--- Start DOCUMENT EXCERPT ---
Interpolation

Interpolation#

Interpolation is a Signal Processing technique used to increase the sampling-rate of a discrete signal by estimating the intermediate sample values. Unlike upsampling, which merely inserts zeros in between existing samples, interpolation employs filtering after upsampling to compute new sample values that smoothly bridge the gap between original samples. Mathematically, it consists of the two following steps

\[\begin{split} x_{up\_sampled}[i*M,j*M] = x[i,j] \\ x_{interpolated} = \mathcal{F}^{-1}(\mathcal{H}_{filter} \times \mathcal{F}_{up\_sampled}(f)) \end{split}\]

where

\(x\) is the input-signal
\(x_{up\_sampled}\) is the upsampled input-signal
\(\mathcal{H}_{filter}\) is the fourier transform of the filter
\(\mathcal{F}_{up\_sampled}(f)\) is the fourier-transform of the input-signal
\(x_{interpolated}\) is the interpolated signal

Interpolation is extensively used in various applications such as image processing, audio signal processing, and numerical analysis. In audio signal processing, interpolation is used to convert audio signals to higher sample rates for playback on different devices or to align signals in multi-track recordings. For instance, digital audio workstations (DAWs) use interpolation to ensure smooth playback and editing of audio tracks at varying sample rates. In numerical analysis, interpolation methods like spline interpolation are employed to approximate complex functions and datasets, facilitating tasks such as curve fitting, data visualization, and solving differential equations. Interpolation, by providing a means to estimate intermediate values, enables smoother transitions and more accurate representations of underlying continuous signals.
--- End DOCUMENT EXCERPT ---
--- Start DATA RECORDS ---
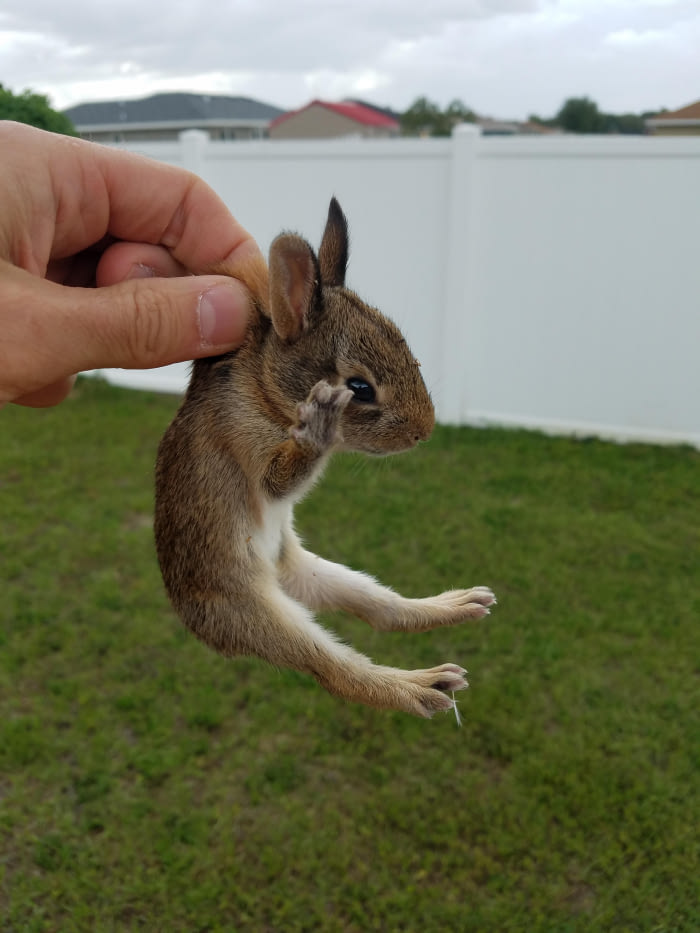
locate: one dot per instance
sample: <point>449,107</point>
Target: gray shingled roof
<point>177,107</point>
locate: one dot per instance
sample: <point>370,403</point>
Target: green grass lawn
<point>148,784</point>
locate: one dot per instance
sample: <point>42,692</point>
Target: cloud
<point>502,57</point>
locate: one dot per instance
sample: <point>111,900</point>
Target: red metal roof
<point>364,115</point>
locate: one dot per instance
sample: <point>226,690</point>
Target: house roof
<point>691,112</point>
<point>171,108</point>
<point>360,113</point>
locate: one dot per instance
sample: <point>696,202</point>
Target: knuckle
<point>150,330</point>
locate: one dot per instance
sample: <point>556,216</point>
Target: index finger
<point>156,203</point>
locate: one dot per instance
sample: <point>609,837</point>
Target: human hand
<point>104,261</point>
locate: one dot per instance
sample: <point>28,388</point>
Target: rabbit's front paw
<point>318,424</point>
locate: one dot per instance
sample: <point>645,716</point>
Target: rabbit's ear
<point>294,285</point>
<point>333,254</point>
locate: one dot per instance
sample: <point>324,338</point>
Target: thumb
<point>51,331</point>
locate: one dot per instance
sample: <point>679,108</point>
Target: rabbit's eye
<point>361,389</point>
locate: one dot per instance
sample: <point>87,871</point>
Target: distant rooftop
<point>170,108</point>
<point>359,112</point>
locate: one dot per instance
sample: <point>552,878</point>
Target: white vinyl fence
<point>552,283</point>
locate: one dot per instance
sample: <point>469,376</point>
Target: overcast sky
<point>503,58</point>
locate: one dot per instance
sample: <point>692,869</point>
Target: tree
<point>424,118</point>
<point>581,115</point>
<point>34,109</point>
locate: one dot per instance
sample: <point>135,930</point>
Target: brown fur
<point>254,432</point>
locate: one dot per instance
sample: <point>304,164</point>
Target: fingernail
<point>141,271</point>
<point>223,316</point>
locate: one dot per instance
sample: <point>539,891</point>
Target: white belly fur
<point>267,539</point>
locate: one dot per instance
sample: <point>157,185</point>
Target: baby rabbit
<point>319,371</point>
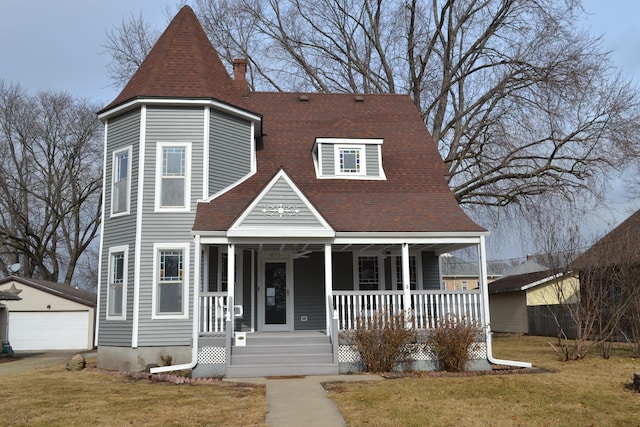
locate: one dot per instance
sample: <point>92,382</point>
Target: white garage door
<point>48,330</point>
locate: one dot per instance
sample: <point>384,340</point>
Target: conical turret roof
<point>182,64</point>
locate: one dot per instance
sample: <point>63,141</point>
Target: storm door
<point>275,295</point>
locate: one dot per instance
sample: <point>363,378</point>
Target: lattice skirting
<point>212,355</point>
<point>348,353</point>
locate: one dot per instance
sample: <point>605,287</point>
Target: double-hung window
<point>121,182</point>
<point>171,280</point>
<point>117,288</point>
<point>173,177</point>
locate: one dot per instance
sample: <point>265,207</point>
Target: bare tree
<point>519,101</point>
<point>51,180</point>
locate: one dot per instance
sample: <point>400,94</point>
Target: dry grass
<point>55,397</point>
<point>583,393</point>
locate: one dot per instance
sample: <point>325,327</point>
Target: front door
<point>275,295</point>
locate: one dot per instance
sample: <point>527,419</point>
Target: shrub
<point>451,340</point>
<point>382,340</point>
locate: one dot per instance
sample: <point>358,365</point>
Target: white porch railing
<point>429,308</point>
<point>212,312</point>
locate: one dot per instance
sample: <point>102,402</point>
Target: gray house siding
<point>177,125</point>
<point>122,132</point>
<point>281,194</point>
<point>230,145</point>
<point>309,293</point>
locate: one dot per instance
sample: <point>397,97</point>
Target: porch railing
<point>212,312</point>
<point>428,308</point>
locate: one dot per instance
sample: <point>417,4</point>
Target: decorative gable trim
<point>281,210</point>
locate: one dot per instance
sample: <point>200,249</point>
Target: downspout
<point>482,265</point>
<point>196,317</point>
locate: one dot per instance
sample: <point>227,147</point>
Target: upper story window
<point>344,158</point>
<point>121,182</point>
<point>173,180</point>
<point>117,289</point>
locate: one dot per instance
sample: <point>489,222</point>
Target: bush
<point>382,340</point>
<point>451,340</point>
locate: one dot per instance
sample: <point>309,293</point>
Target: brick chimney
<point>240,76</point>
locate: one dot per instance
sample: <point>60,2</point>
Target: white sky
<point>57,45</point>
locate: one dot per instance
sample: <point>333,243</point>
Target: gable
--- End DATA RECORDS ---
▶ [TASK DESCRIPTION] Pick up the passage on interpolation after its last sentence and keep it going.

▶ [RESPONSE]
MATLAB Code#

In the Matlab code, as usual, we proceed to do the following steps

Compile CUDA code
Setup the arguments
Function call
Exhibit results

%% Compiling
mexcuda interpolate_cuda.cu

Next, we prepare the inputs to the function. For interpolation, we need the input signal, the filter and the sampling-factor. For the input-signal, we create a simple sinusoid of frequency 100 with a sampling factor of 16KHz. For the filter, we design a low-pass FIR filter of order 11.

%% Preparing inputs
interpolatingFactor = 2;
samplingFrequency = 16000;
frequency0 = 100;
timeArray = 0:(1/samplingFrequency):1e-1;
inputArray = sin(2*pi*frequency0*timeArray);

%% design filter
filter_order = 11;
filter_cutoff = (1/interpolatingFactor);
filter_window = hamming(filter_order+1);
filterKernel = fir1(filter_order,
                    filter_cutoff, 
                    'low', 
                    filter_window);
filterKernel = interpolatingFactor*filterKernel(:);

Next, we call the kernel, receive the output and plot the before and after.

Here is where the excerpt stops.